* **Your goal**
Please read the text on religious persecution below: how long did one monk say he would be put in prison if he were overheard talking to the visitors?
— Start of Quoted passage —
Religious Persecution:
We visited numerous monasteries where monks, nuns and others sought us out.
Their stories amplified what we had already learned. Every monastery we visited was tightly controlled by a small group of resident Chinese overseers. Every report we heard told of a dramatic reduction in the number of monks at each monastery. Many were imprisoned for not turning their back on the Dalai Lama or even refusing to give up pictures of him. Young monks under 15 (it was possible to enter a monastery as young as 6 years of age) were turned out. Since the cultural revolution many monasteries had been largely destroyed. Rebuilding has been painfully slow.
The slightest resistance to Chinese interference was met by the harshest punishment. It was common to hear reports of monks being imprisoned, many during "reeducation" which involves turning one's back on the Dalai Lama.
Imprisonment is for a long time. Imprisonment means years of brutal beatings with infrequent visitors from the outside. And when imprisonment finally ends, monks are expelled from their monastery and exiled to their home village. Many try to escape to India or Nepal. Many do not make it.
We were told on several occasions that all monks are afraid. When asked what message they would like me to take back to America, I was told to say that they are not allowed to practice their religion and that the people are suffering greatly. Their biggest hope is to be free from China. One said, "Please help us. Please help the Dalai Lama." He said if he were overheard talking to us he would immediately be put in prison for four or five years.
Other monks voiced their concern with not being free to practice their religion. Hundreds have been imprisoned simply for not removing pictures of the Dalai Lama from places of worship. Their prayers are restricted and they have few opportunities to talk away from the overseers, even in the monastery.
From monasteries all around Lhasa and the surrounding area, the message was the same. I am reluctant to be too specific in describing conversations because I do not want them traced back to a specific monk or person. To do so would be to impose a heavy sentence and punishment on someone already suffering an unbelievable burden.
At one place we met a woman at worship. When she realized we were American, she burst forth. As she talked she began sobbing. Tears poured down her face as she told us of conditions. She said, "Lhasa may be beautiful on the outside but, inside, it is ugly. We are not allowed to practice what we want to practice. Senior monks are gone and there are no replacements and they are our teachers."
Asked for a message to America, she said, "Please help us. Please help the Dalai Lama. When there is pressure from the West, things loosen up a bit before returning to as before. Please have America help us."
— End of Quoted passage —
— Start of Dataset content —
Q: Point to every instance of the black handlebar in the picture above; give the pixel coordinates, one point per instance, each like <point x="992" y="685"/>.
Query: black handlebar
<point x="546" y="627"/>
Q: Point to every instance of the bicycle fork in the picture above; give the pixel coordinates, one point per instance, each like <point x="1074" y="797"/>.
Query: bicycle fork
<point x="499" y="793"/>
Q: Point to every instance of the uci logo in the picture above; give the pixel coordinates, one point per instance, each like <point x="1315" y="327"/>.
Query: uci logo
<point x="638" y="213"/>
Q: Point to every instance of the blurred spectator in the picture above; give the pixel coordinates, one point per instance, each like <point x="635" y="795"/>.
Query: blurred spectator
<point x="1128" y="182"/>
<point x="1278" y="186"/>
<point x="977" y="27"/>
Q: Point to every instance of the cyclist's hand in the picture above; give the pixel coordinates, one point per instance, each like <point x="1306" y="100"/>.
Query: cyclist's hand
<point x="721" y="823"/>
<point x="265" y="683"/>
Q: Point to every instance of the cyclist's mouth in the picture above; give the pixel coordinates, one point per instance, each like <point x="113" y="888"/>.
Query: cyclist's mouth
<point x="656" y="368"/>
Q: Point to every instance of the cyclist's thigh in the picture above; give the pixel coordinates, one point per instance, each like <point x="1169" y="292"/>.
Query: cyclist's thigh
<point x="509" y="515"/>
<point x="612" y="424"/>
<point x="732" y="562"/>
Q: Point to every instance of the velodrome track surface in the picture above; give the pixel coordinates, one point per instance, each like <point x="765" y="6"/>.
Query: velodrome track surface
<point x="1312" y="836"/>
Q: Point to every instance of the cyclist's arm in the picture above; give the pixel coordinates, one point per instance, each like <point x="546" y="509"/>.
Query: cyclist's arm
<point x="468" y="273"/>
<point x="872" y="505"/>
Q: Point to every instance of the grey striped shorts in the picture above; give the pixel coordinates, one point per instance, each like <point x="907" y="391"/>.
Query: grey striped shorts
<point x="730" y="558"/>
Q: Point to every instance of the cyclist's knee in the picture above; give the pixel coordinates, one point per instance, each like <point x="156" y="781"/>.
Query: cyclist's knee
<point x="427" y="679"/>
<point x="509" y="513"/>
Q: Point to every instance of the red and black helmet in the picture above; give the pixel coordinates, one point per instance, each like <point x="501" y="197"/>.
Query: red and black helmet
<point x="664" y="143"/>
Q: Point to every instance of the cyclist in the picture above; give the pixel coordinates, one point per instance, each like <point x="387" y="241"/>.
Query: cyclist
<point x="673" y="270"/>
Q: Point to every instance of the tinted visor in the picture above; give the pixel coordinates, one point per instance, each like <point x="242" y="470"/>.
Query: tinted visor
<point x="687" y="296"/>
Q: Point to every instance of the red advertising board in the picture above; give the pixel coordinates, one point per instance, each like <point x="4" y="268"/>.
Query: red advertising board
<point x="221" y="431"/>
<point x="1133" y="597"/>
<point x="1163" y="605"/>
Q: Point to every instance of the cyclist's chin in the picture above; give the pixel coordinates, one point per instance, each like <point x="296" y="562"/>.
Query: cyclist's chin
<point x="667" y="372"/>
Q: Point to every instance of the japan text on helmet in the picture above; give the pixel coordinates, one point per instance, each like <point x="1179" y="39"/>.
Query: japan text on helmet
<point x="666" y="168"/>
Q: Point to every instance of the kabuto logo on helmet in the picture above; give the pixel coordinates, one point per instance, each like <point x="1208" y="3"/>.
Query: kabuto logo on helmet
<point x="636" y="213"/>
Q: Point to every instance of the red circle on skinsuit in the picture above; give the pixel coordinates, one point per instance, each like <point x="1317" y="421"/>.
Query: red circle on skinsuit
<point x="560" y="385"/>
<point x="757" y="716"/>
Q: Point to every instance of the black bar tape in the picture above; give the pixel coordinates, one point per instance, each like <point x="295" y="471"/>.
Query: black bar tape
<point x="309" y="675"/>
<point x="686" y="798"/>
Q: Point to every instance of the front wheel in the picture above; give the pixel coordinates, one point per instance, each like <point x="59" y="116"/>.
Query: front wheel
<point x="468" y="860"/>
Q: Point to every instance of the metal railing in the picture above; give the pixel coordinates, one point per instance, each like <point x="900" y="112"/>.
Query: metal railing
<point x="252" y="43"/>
— End of Dataset content —
* **Answer below**
Four or five years.